* Instructions for the task: Identify each line in the records below that contains the word "tree" and copy those lines.

____ Provided data

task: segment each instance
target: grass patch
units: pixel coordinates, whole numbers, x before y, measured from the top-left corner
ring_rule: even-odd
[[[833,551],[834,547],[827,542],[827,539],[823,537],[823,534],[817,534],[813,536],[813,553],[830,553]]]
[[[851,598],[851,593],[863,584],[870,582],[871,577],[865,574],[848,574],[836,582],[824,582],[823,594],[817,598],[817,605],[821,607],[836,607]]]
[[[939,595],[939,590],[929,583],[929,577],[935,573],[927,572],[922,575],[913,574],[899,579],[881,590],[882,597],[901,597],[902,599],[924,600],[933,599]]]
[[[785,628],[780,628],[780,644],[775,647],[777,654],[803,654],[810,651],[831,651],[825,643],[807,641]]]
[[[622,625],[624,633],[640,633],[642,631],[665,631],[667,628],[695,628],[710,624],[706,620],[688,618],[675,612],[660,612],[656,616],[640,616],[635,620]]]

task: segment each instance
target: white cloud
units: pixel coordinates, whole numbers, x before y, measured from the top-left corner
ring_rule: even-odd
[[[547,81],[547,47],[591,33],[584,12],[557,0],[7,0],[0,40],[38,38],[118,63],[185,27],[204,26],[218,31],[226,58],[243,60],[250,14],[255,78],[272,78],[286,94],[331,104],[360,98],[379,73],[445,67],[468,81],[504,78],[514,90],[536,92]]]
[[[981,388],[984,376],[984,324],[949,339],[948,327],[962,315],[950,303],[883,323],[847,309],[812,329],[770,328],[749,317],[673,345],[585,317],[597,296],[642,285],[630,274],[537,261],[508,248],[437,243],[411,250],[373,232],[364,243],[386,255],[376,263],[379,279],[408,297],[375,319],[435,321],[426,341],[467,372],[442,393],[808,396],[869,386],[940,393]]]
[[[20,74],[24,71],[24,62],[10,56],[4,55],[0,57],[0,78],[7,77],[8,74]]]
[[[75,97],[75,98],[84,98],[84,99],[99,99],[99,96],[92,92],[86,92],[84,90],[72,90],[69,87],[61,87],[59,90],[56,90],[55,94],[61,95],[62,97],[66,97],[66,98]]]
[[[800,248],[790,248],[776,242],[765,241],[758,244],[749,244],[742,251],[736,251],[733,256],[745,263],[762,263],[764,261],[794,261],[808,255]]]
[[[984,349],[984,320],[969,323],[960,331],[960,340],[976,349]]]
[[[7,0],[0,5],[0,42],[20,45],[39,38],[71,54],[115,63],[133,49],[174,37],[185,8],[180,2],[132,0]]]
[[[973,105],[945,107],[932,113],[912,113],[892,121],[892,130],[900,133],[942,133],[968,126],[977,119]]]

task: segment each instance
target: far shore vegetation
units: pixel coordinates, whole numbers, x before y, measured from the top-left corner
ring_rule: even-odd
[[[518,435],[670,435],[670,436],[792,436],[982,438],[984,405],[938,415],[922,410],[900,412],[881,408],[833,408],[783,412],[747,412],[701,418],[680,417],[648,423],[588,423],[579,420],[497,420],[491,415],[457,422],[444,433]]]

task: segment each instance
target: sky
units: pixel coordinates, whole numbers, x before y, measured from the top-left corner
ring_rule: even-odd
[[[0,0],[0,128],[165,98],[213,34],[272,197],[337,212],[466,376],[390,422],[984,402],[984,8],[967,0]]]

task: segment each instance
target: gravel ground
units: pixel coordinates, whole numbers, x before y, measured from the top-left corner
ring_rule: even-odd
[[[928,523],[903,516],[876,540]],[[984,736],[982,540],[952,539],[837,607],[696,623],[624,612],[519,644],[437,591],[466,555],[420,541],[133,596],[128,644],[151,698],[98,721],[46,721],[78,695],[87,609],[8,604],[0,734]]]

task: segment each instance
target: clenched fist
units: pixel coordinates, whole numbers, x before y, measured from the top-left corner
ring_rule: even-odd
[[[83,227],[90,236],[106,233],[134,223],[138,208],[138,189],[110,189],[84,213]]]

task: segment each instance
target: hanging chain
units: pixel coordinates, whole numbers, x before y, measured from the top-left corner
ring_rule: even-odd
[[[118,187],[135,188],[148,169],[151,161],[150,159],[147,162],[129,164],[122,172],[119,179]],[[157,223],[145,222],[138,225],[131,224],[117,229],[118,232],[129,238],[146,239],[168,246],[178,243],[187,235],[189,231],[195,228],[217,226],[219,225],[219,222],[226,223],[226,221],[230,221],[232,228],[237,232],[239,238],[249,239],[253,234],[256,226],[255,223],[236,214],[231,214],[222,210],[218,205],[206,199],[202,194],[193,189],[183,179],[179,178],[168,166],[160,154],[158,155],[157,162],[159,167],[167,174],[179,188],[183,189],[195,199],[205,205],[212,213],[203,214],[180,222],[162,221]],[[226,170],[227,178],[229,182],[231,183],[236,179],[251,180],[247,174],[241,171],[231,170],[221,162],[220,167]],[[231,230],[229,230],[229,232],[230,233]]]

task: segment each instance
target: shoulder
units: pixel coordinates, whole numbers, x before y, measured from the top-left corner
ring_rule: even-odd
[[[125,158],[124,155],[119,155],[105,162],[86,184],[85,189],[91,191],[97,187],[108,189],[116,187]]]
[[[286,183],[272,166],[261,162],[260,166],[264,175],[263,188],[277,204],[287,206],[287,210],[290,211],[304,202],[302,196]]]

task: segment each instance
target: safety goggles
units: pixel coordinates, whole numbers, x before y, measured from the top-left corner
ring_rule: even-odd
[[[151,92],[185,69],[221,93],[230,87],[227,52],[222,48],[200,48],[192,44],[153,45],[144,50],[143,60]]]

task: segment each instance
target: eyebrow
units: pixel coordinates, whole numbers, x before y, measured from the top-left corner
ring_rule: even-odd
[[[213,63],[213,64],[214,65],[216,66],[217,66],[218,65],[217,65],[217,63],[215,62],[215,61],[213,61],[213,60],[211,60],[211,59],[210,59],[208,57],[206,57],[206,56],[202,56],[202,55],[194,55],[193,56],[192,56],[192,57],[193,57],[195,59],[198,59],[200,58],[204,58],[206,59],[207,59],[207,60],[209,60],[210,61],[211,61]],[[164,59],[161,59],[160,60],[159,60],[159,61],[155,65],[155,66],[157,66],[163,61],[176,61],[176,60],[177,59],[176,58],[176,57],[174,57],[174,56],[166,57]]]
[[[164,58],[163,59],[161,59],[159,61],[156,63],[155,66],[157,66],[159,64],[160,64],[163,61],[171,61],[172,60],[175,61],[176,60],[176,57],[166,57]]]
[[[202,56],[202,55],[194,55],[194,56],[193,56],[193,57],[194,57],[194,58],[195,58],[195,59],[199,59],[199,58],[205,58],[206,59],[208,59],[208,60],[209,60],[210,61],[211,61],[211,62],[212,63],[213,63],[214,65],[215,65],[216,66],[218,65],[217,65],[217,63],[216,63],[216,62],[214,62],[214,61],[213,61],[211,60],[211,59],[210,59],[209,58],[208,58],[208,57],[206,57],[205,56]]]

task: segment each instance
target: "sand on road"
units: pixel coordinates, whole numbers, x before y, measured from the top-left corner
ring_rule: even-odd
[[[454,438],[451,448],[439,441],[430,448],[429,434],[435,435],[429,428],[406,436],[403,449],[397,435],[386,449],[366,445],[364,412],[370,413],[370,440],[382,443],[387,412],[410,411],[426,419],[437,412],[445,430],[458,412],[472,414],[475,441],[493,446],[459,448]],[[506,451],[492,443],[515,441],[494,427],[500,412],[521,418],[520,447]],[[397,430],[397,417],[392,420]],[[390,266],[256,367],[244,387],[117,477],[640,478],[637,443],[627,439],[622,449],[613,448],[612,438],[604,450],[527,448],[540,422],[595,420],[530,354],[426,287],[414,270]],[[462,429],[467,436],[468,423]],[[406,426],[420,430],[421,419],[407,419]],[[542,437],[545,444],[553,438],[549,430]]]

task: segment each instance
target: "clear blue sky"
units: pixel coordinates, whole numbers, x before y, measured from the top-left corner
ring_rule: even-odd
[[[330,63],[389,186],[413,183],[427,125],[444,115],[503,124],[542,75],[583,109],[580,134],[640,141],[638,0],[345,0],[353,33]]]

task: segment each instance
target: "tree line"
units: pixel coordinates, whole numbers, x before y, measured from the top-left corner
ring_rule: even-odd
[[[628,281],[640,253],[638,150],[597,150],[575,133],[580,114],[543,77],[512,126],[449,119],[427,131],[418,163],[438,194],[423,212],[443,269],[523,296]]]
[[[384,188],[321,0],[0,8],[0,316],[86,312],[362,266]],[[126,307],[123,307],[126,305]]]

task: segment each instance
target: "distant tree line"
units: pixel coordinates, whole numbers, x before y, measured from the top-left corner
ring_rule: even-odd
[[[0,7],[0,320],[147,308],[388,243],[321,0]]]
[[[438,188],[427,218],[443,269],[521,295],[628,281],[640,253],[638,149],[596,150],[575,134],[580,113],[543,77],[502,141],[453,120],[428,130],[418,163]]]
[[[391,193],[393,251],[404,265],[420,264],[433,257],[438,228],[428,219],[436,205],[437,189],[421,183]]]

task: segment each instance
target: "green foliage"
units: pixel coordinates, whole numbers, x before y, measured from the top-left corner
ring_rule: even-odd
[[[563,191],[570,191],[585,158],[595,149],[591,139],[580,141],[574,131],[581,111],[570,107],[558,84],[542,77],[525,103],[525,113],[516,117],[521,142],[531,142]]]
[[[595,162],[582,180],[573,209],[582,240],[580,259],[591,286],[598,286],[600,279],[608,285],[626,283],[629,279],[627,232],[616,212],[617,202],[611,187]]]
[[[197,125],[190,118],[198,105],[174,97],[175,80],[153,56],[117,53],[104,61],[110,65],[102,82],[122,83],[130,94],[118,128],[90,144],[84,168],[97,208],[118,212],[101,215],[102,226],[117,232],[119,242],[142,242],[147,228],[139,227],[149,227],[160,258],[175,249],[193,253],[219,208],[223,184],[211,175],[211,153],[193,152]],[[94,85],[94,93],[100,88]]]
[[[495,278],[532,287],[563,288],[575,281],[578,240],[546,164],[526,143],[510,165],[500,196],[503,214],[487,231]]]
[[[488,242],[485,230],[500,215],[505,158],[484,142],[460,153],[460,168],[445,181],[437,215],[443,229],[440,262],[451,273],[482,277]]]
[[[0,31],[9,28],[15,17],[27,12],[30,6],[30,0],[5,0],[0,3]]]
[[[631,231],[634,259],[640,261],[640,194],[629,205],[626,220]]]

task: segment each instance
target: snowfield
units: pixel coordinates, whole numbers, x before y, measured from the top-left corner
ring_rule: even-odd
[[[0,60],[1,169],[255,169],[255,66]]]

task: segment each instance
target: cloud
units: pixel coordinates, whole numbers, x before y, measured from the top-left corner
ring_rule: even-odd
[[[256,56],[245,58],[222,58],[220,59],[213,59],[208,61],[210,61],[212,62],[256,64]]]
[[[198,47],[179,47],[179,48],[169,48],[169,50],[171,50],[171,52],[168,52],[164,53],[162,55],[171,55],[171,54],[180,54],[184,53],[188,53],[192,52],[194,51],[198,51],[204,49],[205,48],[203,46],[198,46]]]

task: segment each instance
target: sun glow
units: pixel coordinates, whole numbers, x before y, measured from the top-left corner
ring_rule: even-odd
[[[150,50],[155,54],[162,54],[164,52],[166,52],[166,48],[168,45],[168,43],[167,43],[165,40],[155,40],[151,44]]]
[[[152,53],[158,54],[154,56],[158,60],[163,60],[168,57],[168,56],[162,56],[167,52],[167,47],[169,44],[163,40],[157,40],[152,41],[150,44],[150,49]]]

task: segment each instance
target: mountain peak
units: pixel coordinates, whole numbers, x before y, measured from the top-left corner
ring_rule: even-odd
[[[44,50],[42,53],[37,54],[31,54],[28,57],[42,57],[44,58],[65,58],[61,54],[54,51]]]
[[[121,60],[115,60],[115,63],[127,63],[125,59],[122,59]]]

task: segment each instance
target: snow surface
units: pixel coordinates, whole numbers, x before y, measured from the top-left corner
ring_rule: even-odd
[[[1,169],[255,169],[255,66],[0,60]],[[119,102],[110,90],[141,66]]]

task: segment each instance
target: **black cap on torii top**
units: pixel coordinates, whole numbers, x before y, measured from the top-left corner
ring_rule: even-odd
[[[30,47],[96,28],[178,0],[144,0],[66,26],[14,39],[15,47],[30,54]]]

________

* Solution below:
target: "tree line"
target: "distant tree line"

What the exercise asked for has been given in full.